Point annotation dataset records
• • • • • • •
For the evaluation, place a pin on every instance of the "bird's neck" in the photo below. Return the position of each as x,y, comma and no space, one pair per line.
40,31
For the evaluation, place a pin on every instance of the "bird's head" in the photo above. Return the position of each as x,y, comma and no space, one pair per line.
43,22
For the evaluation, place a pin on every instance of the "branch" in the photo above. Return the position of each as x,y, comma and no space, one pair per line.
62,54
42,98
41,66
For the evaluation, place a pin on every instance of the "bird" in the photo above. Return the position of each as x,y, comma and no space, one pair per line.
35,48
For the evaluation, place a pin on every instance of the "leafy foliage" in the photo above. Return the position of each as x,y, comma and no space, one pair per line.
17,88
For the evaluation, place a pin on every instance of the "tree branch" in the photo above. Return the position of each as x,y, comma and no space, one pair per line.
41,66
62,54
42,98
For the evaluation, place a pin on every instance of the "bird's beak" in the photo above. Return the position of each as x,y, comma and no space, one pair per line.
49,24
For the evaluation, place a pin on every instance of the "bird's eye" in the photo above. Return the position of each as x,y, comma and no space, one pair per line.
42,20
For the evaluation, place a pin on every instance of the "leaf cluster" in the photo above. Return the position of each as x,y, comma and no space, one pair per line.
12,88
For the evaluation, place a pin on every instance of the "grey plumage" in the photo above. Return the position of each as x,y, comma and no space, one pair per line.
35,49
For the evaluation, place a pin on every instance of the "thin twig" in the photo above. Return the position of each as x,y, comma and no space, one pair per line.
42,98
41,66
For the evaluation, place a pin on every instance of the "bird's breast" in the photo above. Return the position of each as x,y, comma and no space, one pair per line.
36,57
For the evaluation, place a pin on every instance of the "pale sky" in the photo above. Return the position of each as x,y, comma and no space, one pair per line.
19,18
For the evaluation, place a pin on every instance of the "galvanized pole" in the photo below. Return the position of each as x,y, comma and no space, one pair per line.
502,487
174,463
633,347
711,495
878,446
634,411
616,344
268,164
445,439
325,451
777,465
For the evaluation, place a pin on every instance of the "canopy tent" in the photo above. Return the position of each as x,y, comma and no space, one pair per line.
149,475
• • • • • • •
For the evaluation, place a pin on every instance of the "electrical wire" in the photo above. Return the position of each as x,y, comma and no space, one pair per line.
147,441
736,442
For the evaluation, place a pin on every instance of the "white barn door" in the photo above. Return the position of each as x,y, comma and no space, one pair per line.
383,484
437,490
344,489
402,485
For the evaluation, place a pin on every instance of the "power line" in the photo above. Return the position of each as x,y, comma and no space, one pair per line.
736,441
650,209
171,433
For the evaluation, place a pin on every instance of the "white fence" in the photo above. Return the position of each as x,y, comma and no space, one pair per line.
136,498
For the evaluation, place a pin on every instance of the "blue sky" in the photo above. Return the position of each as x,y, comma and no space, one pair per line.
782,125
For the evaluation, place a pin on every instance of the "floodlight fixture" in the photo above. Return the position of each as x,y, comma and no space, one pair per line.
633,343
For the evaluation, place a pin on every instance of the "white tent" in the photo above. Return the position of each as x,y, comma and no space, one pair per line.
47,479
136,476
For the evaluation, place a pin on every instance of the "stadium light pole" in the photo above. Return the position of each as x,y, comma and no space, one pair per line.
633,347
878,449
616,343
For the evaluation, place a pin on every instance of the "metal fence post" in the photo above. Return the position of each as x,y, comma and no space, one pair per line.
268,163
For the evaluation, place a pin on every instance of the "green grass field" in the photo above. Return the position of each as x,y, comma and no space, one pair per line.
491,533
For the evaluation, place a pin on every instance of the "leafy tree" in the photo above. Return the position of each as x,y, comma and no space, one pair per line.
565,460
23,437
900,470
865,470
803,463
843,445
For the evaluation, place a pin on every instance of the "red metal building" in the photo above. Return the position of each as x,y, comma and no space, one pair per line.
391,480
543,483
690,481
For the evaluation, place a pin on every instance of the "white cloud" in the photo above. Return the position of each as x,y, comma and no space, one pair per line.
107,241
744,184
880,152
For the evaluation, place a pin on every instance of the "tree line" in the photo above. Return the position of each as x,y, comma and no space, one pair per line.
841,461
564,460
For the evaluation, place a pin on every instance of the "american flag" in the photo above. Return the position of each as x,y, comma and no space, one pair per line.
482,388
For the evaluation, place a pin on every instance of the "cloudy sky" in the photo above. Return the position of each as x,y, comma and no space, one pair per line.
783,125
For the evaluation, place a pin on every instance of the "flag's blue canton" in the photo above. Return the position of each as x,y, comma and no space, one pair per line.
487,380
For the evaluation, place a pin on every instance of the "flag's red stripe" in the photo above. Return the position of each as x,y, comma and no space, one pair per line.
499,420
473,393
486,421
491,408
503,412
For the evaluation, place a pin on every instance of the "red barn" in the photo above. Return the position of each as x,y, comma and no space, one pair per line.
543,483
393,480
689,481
• • • • • • •
_WHAT IS BEING ASKED_
From the material above, pull out every line that contains the string "branch". Treat case as significant.

_TASK RESPONSE_
For the evaluation, place a pin on every instance of the "branch" in the photo above. Return the position of each as x,y, comma and no space, one pair per line.
For the evaluation, place a pin on every instance of the "tree branch" in the photo above. Return the position of each as x,y, comma and no space, one pair per line.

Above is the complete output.